**Work task 1**.
Translate this sentence from the Christo exhibit text below into Spanish: "It took 119,603 square yards of silver polypropylene fabric to wrap the Reichstag, a project conceived in 1971 and finally realized in 1995."
**Work task 2**.
Resume the Christo exhibit text below, starting after its final sentence.

**Source extract**.
/---

Every project has been funded through the sale of Christo’s individual “preparatory studies,” such as the ones on view in the Fleming. (He and Jeanne-Claude came up with ideas together, but he has made the drawings according to the website.) While items in this museum collection bear no price tags, of course, an auction ad in a recent issue of Art in America offered a clue to their value. Up for bid was a 57-by-96-inch mixed-media work on paper of “Surrounded Islands.” The drawing shows one of the 11 small islands in Biscayne Bay, Greater Miami, that Christo and Jeanne-Claude skirted with floating pink polypropylene fabric in 1983. Estimated value: $150,00 to $200,000. And that’s the going price for such a collector’s item now. Christo clearly had to create and sell many smaller works to fund the couple’s multimillion-dollar installations.
Golden’s collection consists of these smaller pieces, but to view them is to be awed by magnitude. A by-the-numbers accounting of each project is staggering:
“Valley Curtain,” a bright orange expanse of orange nylon polyamide across Rifle Gap in the Rocky Mountains, spanned 1300 feet and rose to 365 feet.
For “The Umbrellas,” a U.S.-Japan coproduction, 1340 blue umbrellas — 19 feet tall and 28 feet in diameter — clustered in a green valley north of Tokyo, while 1760 yellow versions dotted an arid stretch of California.
It took 119,603 square yards of silver polypropylene fabric to wrap the Reichstag, a project conceived in 1971 and finally realized in 1995.
And it goes on. A master of documentation, Christo records every fact and figure with the precision of an architect.
In fact, the drawings and lithographs in the Fleming exhibit are strongly architectural, with rules, numbers and other handmade notations suggesting the artist’s vision. But this is not to say they are all straight lines and mathematics. A number of the artworks are made three dimensional — and oddly charming — with fabric, polyethylene and twine relief elements. In the photo-collage for “Wrapped Trees,” a project proposed for the Avenue des Champs Elysées in Paris, the trees are wrapped. “Wrapped Armchair Project” is a hand-collaged lithograph of a single overstuffed, cotton-wrapped chair, mounted on a panel and encased in clear Plexiglas. Bisecting drawn lines on the gray background add to the sense of dimensionality.

\---

**Excerpted records**.

/---

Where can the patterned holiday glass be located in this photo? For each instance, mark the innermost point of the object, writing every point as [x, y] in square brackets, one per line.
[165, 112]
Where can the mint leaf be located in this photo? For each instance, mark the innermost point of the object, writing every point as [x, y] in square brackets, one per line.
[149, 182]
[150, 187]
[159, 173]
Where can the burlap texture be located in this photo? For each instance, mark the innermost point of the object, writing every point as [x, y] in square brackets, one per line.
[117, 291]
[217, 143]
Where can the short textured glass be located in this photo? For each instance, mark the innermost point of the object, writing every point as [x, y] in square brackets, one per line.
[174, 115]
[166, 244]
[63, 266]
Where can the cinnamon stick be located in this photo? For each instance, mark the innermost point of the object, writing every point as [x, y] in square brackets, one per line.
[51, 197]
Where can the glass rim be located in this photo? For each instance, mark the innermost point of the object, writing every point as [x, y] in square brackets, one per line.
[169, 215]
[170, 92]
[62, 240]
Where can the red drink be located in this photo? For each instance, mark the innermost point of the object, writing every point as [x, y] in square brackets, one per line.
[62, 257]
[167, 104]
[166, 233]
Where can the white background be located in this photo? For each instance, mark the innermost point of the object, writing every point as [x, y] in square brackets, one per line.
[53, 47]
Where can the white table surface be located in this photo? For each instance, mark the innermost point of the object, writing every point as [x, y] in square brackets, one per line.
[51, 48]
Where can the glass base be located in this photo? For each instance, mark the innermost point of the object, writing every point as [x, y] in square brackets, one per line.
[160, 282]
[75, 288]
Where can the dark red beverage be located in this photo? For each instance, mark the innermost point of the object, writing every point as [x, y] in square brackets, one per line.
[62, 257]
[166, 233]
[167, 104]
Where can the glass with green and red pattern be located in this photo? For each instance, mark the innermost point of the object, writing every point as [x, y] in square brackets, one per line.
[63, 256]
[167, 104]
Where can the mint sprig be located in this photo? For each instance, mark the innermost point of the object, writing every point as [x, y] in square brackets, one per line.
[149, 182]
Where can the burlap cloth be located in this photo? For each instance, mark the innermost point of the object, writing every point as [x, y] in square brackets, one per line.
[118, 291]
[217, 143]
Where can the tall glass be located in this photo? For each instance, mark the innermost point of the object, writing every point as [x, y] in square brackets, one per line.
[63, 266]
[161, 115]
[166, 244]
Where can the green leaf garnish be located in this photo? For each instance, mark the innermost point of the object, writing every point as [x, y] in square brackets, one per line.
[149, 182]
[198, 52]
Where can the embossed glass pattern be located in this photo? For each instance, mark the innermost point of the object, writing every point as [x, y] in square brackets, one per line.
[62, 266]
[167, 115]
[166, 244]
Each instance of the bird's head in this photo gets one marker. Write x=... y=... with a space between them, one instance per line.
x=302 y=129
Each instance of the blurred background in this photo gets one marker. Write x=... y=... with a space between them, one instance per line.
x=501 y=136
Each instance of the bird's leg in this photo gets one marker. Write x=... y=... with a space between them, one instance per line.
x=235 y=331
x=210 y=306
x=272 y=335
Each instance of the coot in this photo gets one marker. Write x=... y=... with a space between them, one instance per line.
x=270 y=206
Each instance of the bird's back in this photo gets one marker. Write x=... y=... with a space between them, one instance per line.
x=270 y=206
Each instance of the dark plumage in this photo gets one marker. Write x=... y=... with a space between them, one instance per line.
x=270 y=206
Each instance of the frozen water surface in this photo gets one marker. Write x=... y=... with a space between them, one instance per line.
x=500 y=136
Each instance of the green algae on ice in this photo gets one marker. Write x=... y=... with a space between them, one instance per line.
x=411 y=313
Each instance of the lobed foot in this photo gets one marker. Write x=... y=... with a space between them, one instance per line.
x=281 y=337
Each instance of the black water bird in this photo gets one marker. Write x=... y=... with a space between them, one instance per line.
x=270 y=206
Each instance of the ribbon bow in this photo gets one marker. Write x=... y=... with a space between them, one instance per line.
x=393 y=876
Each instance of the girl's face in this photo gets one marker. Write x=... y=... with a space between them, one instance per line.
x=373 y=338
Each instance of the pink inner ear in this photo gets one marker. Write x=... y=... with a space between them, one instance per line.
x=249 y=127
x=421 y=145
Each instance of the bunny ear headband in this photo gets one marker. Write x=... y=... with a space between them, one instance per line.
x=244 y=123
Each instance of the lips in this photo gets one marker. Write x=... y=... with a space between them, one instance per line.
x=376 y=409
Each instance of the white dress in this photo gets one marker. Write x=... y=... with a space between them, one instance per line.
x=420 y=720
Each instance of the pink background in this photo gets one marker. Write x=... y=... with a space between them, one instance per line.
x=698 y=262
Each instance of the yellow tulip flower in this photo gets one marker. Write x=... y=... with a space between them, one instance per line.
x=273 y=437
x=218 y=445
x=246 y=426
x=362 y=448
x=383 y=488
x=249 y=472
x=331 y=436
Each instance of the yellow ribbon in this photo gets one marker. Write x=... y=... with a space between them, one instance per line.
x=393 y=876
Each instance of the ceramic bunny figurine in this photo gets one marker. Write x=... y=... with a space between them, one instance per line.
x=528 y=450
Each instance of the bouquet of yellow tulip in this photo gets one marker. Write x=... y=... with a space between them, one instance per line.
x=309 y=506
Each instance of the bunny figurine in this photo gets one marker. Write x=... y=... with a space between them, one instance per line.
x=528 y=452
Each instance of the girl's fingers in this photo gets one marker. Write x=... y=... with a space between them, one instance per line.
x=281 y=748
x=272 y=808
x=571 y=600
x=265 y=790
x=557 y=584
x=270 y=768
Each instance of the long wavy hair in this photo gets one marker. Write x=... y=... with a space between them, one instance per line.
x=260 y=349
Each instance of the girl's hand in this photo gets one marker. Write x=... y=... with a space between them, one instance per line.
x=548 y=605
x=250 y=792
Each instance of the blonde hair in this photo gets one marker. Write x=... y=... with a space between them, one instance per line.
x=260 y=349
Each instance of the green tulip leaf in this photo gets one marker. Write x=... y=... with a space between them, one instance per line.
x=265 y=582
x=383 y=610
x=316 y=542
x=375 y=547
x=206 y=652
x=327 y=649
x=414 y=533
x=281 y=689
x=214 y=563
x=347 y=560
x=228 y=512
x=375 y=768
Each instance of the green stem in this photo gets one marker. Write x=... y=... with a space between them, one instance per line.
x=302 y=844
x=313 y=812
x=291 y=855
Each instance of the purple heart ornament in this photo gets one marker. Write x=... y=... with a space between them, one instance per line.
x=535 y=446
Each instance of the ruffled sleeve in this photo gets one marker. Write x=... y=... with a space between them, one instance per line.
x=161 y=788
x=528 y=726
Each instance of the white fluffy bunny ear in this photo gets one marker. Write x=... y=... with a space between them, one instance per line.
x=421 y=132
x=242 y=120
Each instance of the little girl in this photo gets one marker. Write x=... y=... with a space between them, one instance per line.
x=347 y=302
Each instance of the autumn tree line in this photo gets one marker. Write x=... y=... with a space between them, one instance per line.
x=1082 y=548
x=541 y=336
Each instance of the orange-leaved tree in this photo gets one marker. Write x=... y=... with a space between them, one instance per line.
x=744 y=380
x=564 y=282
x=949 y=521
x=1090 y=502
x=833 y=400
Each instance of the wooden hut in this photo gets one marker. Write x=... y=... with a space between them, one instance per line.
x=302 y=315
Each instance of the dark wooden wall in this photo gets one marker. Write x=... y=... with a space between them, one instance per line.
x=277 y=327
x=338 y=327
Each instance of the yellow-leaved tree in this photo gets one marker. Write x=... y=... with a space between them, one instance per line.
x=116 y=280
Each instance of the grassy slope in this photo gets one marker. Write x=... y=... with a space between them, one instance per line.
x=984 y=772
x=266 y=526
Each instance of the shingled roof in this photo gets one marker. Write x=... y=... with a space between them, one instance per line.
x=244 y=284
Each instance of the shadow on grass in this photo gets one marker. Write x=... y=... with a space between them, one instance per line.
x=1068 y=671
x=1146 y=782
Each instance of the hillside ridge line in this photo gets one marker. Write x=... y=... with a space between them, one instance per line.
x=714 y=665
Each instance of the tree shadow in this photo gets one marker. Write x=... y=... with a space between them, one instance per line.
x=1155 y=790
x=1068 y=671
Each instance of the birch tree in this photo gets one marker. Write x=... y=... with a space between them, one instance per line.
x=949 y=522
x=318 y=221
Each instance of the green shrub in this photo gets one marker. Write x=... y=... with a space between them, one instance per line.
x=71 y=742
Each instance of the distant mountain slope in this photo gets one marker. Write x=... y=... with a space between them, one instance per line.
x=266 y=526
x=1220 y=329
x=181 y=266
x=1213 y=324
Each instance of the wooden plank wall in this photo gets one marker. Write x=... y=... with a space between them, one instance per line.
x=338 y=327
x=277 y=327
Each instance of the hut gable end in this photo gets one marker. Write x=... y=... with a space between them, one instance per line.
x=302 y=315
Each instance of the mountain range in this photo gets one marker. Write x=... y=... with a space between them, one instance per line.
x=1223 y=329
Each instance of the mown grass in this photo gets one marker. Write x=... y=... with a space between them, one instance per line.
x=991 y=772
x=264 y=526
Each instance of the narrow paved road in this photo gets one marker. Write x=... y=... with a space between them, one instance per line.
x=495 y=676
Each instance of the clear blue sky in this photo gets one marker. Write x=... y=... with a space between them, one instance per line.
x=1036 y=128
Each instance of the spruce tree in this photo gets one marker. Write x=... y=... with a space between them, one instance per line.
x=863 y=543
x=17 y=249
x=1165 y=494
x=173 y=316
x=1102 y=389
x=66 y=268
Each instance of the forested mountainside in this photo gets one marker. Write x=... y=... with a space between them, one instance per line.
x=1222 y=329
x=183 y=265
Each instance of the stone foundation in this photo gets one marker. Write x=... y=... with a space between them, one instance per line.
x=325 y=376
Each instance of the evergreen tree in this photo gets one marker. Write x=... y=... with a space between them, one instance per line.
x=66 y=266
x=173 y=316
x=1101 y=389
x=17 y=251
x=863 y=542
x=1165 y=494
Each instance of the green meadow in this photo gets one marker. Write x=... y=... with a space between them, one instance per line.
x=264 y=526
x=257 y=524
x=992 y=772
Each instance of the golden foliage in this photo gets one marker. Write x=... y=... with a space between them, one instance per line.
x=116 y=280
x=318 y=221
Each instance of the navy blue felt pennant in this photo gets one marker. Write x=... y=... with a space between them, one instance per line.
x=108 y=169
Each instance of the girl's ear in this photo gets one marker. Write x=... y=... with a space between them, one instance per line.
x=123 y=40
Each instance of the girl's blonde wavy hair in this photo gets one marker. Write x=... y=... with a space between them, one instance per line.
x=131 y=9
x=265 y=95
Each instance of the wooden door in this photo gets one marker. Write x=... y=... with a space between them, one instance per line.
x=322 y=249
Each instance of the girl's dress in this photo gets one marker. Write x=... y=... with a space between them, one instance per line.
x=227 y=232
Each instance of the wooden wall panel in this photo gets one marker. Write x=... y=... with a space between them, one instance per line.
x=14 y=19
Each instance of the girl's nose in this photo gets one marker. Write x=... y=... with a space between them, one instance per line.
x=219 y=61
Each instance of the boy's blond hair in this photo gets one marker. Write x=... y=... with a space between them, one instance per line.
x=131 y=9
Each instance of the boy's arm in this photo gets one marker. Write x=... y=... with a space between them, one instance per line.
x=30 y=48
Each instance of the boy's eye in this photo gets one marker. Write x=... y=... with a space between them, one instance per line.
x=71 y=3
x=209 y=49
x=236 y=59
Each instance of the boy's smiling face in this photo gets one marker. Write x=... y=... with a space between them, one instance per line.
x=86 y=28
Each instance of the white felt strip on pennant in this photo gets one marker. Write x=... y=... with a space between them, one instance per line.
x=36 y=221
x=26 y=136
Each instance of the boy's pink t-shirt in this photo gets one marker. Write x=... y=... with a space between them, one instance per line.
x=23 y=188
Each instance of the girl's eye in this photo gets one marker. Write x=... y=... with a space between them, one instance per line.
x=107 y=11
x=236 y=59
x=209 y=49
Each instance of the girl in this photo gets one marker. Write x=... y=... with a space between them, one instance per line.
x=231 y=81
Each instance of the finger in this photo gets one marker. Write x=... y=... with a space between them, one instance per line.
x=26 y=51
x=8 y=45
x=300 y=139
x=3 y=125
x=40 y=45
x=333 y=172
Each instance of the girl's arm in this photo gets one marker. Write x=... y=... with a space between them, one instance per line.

\---

**Result 1**.
Se necesitaron 119.603 yardas cuadradas de tela de polipropileno plateada para envolver el Reichstag, un proyecto concebido en 1971 y finalmente realizado en 1995.

**Result 2**.
A legend informs viewers that Christo and Jeanne-Claude worked with chairs as early as 1958. As a young artist in Paris, Christo was fascinated with the transformation of everyday objects when they were obscured, package-like. It was just a matter of time before he and Jeanne-Claude were wrapping a coastline in Australia, an art museum in Switzerland, a historic bridge in Paris.
Asked by a Burlington audience member why he wrapped things, Christo gave an answer that evoked Rodin’s sculpture “Monument to Balzac” … and how much more magnificent the French novelist looked robed than he would have naked.
But if the artists found concealment provocative, Christo pointedly notes on the website that their wrapped works are few compared with their entire portfolio. No doubt a number of Vermonters witnessed “The Gates” in New York City in February 2005 — a project first conceived in 1979. Throughout 23 miles of serpentine paths in Central Park, Christo and Jeanne-Claude planted 7503 goalpost-like gates 16 feet high and 12 feet apart, from which hung loose, saffron-colored curtains. The poles of the gates, Christo told his Burlington audience, collectively used two-thirds the amount of steel in the Eiffel Tower. It has since been recycled.
Public art on this scale, experienced by so many people, is simply inspiring. “I refer to this as ‘extreme art,’ visually, aesthetically and community-wise,” says Cohen. What will surprise people who take in the Christo and Jeanne-Claude exhibit, she suggests, is “the overall impact of the work, and how many of them they were able to achieve.”